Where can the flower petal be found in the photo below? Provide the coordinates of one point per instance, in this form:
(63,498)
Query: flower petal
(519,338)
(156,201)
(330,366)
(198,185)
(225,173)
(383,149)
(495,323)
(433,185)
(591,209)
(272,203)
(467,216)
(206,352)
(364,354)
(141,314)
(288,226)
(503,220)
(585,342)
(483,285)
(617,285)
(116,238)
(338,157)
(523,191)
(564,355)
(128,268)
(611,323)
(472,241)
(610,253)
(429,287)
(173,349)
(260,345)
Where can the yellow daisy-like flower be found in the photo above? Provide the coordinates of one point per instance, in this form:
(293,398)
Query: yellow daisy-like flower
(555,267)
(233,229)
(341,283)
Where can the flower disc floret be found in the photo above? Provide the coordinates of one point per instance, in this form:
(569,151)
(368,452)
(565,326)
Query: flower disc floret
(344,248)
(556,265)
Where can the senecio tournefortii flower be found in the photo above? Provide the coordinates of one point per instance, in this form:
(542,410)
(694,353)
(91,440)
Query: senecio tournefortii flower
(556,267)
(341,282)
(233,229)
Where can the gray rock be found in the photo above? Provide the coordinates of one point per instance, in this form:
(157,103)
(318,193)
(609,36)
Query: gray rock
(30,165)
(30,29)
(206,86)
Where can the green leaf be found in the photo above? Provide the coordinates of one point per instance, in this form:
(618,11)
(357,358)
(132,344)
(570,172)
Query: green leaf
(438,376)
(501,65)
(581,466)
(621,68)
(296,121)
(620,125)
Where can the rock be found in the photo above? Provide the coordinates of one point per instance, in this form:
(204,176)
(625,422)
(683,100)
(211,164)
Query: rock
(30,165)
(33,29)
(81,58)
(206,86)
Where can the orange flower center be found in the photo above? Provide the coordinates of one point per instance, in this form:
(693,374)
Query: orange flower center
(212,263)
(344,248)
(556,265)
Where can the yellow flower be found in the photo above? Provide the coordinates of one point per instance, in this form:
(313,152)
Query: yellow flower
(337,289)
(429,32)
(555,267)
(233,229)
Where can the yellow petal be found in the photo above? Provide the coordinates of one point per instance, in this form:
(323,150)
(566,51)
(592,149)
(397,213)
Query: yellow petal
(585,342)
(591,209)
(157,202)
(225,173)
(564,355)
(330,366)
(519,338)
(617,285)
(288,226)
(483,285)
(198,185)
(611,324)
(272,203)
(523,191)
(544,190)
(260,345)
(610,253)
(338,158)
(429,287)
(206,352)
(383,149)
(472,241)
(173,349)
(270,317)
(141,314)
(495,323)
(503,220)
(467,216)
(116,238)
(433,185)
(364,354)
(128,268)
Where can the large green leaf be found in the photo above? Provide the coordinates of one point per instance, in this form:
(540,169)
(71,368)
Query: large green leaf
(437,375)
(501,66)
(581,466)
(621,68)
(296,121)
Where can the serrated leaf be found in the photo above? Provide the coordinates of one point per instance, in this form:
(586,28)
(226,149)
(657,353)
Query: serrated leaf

The problem
Write each line above out exactly.

In response
Where can the flower petal be found in the photo below? Provide the coordinates of one point per instance, in this form:
(63,498)
Query: flower petal
(519,338)
(156,201)
(330,366)
(198,185)
(225,173)
(383,149)
(495,323)
(433,185)
(591,209)
(272,203)
(467,216)
(206,352)
(364,354)
(141,314)
(288,226)
(503,220)
(585,342)
(483,285)
(617,285)
(116,238)
(338,157)
(523,191)
(564,355)
(128,268)
(611,323)
(472,241)
(610,253)
(429,287)
(173,349)
(260,345)
Where can the yellow daisy-like flower be found in the photo above? Provide the coordinates of one point per instance, in this form:
(293,398)
Query: yellow daisy-like flower
(555,267)
(233,229)
(341,283)
Where can the flower disc floret be found in the photo above? Provide the coordinates of one point per instance, in this form:
(569,151)
(368,452)
(565,326)
Query: flower disc floret
(344,248)
(556,265)
Where can the senecio tournefortii flower be found in the photo above? Provide the coordinates of one point per instance, in this form:
(542,410)
(694,353)
(91,440)
Query: senecio tournefortii flower
(556,267)
(341,282)
(233,229)
Where can the gray rock be found in the photo above? Provide the coordinates of one point per instance, in this form:
(157,103)
(318,193)
(609,36)
Query: gray rock
(30,165)
(30,29)
(206,86)
Where can the green leaf be found in the photo above? Provide the coordinates of one point per instance, in this form:
(618,11)
(357,358)
(132,344)
(570,172)
Query: green leaf
(438,376)
(501,65)
(581,466)
(621,68)
(296,121)
(620,125)
Where can the rock be found in the photo above? Provide the coordinates of one point per instance, in this form:
(204,176)
(625,422)
(683,100)
(211,164)
Query: rock
(30,165)
(33,29)
(81,58)
(206,86)
Where can the orange flower center be found in the photo above? Provide the coordinates of one point per instance, in this form:
(693,374)
Query: orange flower center
(212,263)
(344,248)
(556,265)
Where can the yellow flower be found in the photo above? Provide the coordinates of one point per instance, in this form:
(313,152)
Query: yellow flower
(337,289)
(429,32)
(555,267)
(233,229)
Where can the yellow petal be found in the photo above? Provide the coordinates of one point per instance, in this form:
(323,150)
(566,51)
(592,149)
(397,213)
Query: yellow petal
(585,342)
(591,209)
(157,202)
(225,173)
(564,355)
(330,366)
(519,338)
(617,285)
(288,226)
(483,285)
(198,185)
(611,324)
(272,203)
(523,191)
(544,190)
(260,345)
(610,253)
(338,158)
(429,287)
(206,352)
(383,149)
(472,241)
(173,349)
(270,317)
(141,314)
(495,323)
(503,220)
(467,216)
(116,238)
(433,185)
(364,354)
(128,268)
Where can the large green leaf be found in the photo above? Provide the coordinates of one point per instance, in this form:
(540,169)
(71,368)
Query: large green leaf
(437,375)
(501,66)
(581,466)
(621,68)
(296,121)
Where can the serrated leaf be found in the photo above? Provide the coordinates of one point per instance, in this form:
(586,28)
(226,149)
(657,353)
Query: serrated leaf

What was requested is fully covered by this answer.